_SOURCE EXTRACT_.

· · ·

JOURNAL ARTICLE

A CD8+ T cell heptaepitope minigene vaccine induces protective immunity against Chlamydia pneumoniae

Irina Pinchuk, Barry C Starcher, Brian Livingston, Amy Tvninnereim, Shiping Wu, Ettore Appella, John Sidney, Alessandro Sette, Benjamin Wizel
Journal of Immunology 2005 May 1, 174 (9): 5729-39
15843575
An intact T cell compartment and IFN-gamma signaling are required for protective immunity against Chlamydia. In the mouse model of Chlamydia pneumoniae (Cpn) infection, this immunity is critically dependent on CD8(+) T cells. Recently we reported that Cpn-infected mice generate an MHC class I-restricted CD8(+) Tc1 response against various Cpn Ags, and that CD8(+) CTL to multiple epitopes inhibit Cpn growth in vitro. Here, we engineered a DNA minigene encoding seven H-2(b)-restricted Cpn CTL epitopes, the universal pan-DR epitope Th epitope, and an endoplasmic reticulum-translocating signal sequence. Immunization of C57BL/6 mice with this construct primed IFN-gamma-producing CD8(+) CTL against all seven CTL epitopes. CD8(+) T cell lines generated to minigene-encoded CTL epitopes secreted IFN-gamma and TNF-alpha and exhibited CTL activity upon recognition of Cpn-infected macrophages. Following intranasal challenge with Cpn, a 3.6 log reduction in mean lung bacterial numbers compared with control animals was obtained. Using a 20-fold increase in the Cpn challenging dose, minigene-vaccinated mice had a 60-fold reduction in lung bacterial loads, compared with controls. Immunization and challenge studies with beta(2)-microglobulin(-/-) mice indicated that the reduction of lung Cpn burdens was mediated by the MHC class I-dependent CD8(+) T cells to minigene-included Cpn CTL epitopes, rather than by pan-DR epitope-specific CD4(+) T cells. This constitutes the first demonstration of significant protection achieved by immunization with a CD8(+) T cell epitope-based DNA construct in a bacterial system and provides the basis for the optimal design of multicomponent anti-Cpn vaccines for humans.

· · ·

_INFORMATION GIVEN_.

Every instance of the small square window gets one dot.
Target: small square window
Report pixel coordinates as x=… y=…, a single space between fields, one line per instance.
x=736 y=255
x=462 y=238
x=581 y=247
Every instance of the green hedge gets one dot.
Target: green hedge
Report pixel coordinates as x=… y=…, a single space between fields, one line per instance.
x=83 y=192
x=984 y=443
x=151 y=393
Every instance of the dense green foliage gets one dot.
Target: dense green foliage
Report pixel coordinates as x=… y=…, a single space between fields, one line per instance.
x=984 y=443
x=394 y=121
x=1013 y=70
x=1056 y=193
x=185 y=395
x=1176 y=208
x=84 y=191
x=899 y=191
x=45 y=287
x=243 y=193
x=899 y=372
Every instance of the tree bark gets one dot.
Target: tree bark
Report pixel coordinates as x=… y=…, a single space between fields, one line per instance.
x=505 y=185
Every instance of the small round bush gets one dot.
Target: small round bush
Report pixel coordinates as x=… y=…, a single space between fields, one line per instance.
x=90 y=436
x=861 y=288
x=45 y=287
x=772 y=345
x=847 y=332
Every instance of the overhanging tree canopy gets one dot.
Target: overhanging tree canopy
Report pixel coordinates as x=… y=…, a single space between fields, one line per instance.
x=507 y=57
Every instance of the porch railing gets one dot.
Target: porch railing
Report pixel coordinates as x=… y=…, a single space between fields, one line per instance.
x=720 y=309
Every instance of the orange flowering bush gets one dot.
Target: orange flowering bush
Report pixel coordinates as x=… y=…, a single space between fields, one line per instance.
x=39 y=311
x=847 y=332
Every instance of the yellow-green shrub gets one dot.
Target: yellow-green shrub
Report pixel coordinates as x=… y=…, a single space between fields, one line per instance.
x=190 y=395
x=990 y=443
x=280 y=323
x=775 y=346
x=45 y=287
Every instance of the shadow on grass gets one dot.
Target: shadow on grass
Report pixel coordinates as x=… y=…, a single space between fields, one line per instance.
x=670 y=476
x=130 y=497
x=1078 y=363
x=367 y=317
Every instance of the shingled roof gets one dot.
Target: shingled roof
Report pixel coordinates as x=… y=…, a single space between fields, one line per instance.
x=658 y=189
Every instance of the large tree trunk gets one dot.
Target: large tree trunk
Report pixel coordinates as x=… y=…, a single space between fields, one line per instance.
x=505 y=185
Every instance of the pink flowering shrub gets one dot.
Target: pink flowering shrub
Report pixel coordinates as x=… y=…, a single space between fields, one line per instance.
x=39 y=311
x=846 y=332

· · ·

_ACTIVITY_. In the journal abstract, what reduction in mean lung bacterial numbers did minigene-vaccinated mice show after intranasal challenge with Chlamydia pneumoniae, compared with control animals?

_TASK RESULT_. A 3.6 log reduction.